● Entries from a point annotation set
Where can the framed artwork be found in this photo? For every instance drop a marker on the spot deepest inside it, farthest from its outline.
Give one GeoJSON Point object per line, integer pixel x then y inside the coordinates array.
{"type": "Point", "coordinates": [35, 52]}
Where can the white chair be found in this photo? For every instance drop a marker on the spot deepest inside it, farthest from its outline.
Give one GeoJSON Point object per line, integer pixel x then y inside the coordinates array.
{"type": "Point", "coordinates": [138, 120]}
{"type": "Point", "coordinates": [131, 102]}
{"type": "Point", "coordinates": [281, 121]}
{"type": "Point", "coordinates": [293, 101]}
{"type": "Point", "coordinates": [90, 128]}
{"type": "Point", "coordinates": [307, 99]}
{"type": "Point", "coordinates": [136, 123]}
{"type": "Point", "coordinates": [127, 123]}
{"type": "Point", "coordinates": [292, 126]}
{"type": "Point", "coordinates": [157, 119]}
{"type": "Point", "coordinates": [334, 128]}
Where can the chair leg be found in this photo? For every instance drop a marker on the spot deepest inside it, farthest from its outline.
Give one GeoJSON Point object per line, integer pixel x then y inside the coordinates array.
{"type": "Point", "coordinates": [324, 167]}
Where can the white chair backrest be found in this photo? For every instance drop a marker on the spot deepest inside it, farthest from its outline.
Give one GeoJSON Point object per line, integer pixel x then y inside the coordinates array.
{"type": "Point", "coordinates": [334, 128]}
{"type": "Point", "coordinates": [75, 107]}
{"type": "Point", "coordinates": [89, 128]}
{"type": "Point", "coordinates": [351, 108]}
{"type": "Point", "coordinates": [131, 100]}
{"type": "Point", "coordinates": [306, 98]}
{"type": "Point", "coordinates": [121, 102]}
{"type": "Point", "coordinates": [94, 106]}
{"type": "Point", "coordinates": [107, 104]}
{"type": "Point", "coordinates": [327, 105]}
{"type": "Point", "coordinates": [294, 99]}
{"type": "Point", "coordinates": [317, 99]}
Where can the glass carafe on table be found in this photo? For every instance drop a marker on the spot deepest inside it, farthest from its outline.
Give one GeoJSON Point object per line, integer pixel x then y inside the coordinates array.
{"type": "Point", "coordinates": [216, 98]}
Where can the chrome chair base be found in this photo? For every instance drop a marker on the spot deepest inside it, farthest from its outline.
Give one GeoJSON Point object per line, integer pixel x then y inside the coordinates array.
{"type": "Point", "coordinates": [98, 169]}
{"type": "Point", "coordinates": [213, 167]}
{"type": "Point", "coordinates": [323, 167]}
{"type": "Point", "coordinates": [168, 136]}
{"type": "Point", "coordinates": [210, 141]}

● To do
Repeat word for word each line from the one with "Where can the chrome" to the end of the records above, inclusive.

● Full output
Where can the chrome chair base be found in this photo? For every instance drop a marker on the spot deepest inside it, farthest from its outline.
Give one GeoJSON Point object per line, integer pixel x then y inside the coordinates array.
{"type": "Point", "coordinates": [98, 169]}
{"type": "Point", "coordinates": [213, 167]}
{"type": "Point", "coordinates": [323, 167]}
{"type": "Point", "coordinates": [168, 136]}
{"type": "Point", "coordinates": [210, 141]}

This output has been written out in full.